### Extrait du texte
────────────────
L’animation est un genre qui traditionnellement ne concernait nullement tout ce qui appartient au domaine de l’enquête, du témoignage et en général du document, au moins jusqu’à la sortie de ce film, qui a utilisé l’animation dans le but de renforcer la narration, constamment au bord du gouffre entre témoignage et hallucination.

La séquence analysée est le final du film où l’animation cède la place à une courte séquence vidéo : du gros plan de Ari (en animation) une coupe de montage nous montre des images filmées, donc réelles, ou qui appartiennent au moins à ce qui conventionnellement fait partie du statut de réel. Il s’agit des images tournées juste après le massacre, des images vidéo, « pixelisées », un exemple typique de reportage télévisé :

Le protagoniste a terminé son parcours, a accompli sa « mission »11, en reconstruisant sa mémoire personnelle qui, par ailleurs, coïncide avec un événement enregistré et diffusé par les médias et qui donc fait partie d’une vérité historique rendue objective par le fait même d’être devenu un document.

À ce propos Paul Ricœur nous rappelle que :

Dans la notion de document, l’accent n’est plus mis aujourd’hui sur la fonction d’enseignement […] mais sur celle d’appui, de garant, apporté à une histoire, un récit, un débat. Ce rôle de garant constitue la preuve matérielle, ce qu’en anglais on appelle « evidence », de la relation qui est faite d’un cours d’événements. Si l’histoire est un récit vrai, les documents constituent son ultime moyen de preuve ; celle-ci nourrit la prétention de l’histoire a être basée sur des faits12.
────────────────
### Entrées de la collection
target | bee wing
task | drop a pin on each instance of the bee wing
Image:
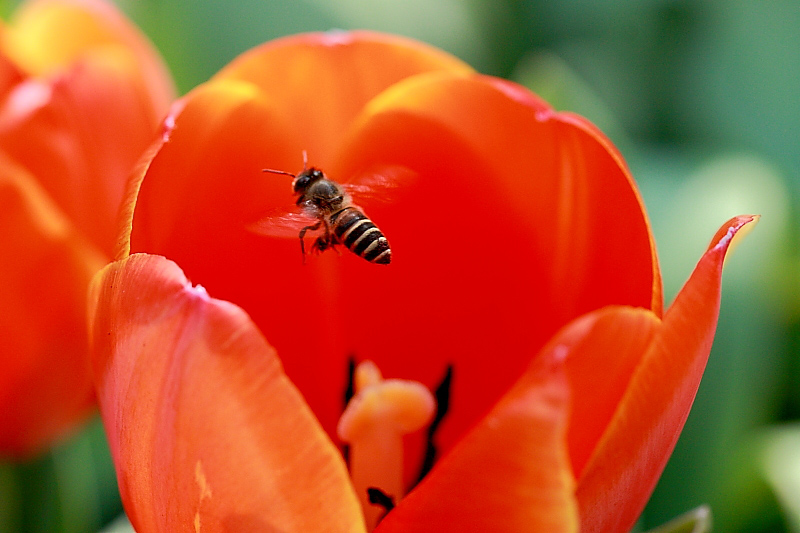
(283, 225)
(379, 186)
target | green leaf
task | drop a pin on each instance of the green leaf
(695, 521)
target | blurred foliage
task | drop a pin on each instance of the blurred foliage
(702, 98)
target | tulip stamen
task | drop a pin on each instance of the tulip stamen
(373, 424)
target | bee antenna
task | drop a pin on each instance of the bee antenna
(273, 171)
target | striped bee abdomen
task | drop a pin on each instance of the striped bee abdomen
(361, 236)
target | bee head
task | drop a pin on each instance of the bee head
(305, 179)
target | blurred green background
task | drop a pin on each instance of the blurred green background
(703, 99)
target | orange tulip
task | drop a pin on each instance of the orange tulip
(82, 94)
(523, 288)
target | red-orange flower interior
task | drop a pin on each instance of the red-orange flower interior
(508, 221)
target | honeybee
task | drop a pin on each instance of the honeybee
(330, 208)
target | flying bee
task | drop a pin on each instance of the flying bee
(331, 210)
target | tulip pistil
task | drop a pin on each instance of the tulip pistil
(373, 424)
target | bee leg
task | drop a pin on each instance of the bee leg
(302, 238)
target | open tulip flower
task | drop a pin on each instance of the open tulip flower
(81, 95)
(511, 369)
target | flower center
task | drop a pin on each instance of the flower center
(373, 424)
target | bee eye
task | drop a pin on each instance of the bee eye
(301, 182)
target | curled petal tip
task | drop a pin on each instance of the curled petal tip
(733, 231)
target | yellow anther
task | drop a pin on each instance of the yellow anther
(374, 422)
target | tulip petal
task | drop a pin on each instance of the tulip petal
(631, 455)
(322, 80)
(81, 134)
(48, 35)
(605, 348)
(45, 268)
(510, 473)
(507, 190)
(205, 429)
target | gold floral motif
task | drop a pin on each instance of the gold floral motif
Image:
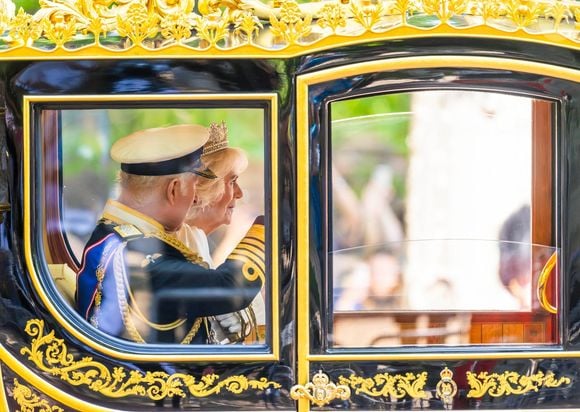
(446, 388)
(292, 25)
(175, 27)
(403, 7)
(267, 28)
(320, 391)
(558, 11)
(51, 355)
(384, 384)
(138, 24)
(366, 14)
(213, 28)
(523, 12)
(24, 29)
(28, 401)
(444, 9)
(333, 16)
(489, 9)
(246, 25)
(510, 383)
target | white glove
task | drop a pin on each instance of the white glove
(230, 322)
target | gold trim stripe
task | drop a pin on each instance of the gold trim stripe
(3, 398)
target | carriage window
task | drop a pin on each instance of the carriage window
(129, 268)
(441, 220)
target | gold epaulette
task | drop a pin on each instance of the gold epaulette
(251, 251)
(128, 232)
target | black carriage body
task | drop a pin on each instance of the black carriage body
(301, 175)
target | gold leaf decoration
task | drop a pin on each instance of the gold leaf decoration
(51, 355)
(59, 28)
(384, 384)
(446, 388)
(138, 24)
(7, 10)
(213, 28)
(489, 9)
(523, 12)
(28, 401)
(333, 16)
(24, 29)
(558, 11)
(444, 9)
(403, 7)
(510, 383)
(320, 391)
(247, 25)
(279, 28)
(292, 24)
(176, 27)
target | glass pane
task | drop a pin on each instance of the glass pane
(146, 300)
(432, 208)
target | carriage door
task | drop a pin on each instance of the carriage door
(430, 267)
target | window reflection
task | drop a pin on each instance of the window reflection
(432, 204)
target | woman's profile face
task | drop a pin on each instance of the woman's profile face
(220, 212)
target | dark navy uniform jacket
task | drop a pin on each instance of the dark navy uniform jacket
(184, 290)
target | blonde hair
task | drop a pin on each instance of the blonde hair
(222, 162)
(141, 187)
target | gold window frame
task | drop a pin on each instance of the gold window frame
(136, 354)
(304, 82)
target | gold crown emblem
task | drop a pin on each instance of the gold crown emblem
(218, 139)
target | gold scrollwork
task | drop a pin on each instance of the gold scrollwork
(28, 401)
(51, 355)
(207, 26)
(320, 391)
(446, 388)
(384, 384)
(510, 383)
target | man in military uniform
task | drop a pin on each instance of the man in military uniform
(159, 171)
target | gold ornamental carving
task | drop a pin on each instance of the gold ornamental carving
(267, 28)
(320, 391)
(384, 384)
(446, 388)
(51, 355)
(511, 383)
(29, 401)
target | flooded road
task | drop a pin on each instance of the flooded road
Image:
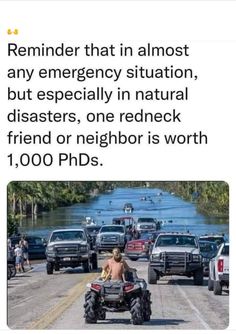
────────────────
Répondez aux questions suivantes à partir de l'extrait sur l'animation et le document :
1. Quelles images succèdent au gros plan de Ari dans la séquence finale ?
2. Avec quoi la mémoire personnelle reconstruite par le protagoniste coïncide-t-elle ?
3. Dans la citation de Paul Ricœur, sur quelle fonction du document l'accent est-il mis aujourd'hui ?

1. Des images vidéo filmées, « pixelisées », tournées juste après le massacre, typiques d'un reportage télévisé.
2. Avec un événement enregistré et diffusé par les médias.
3. Sur sa fonction d'appui, de garant, apporté à une histoire, un récit, un débat.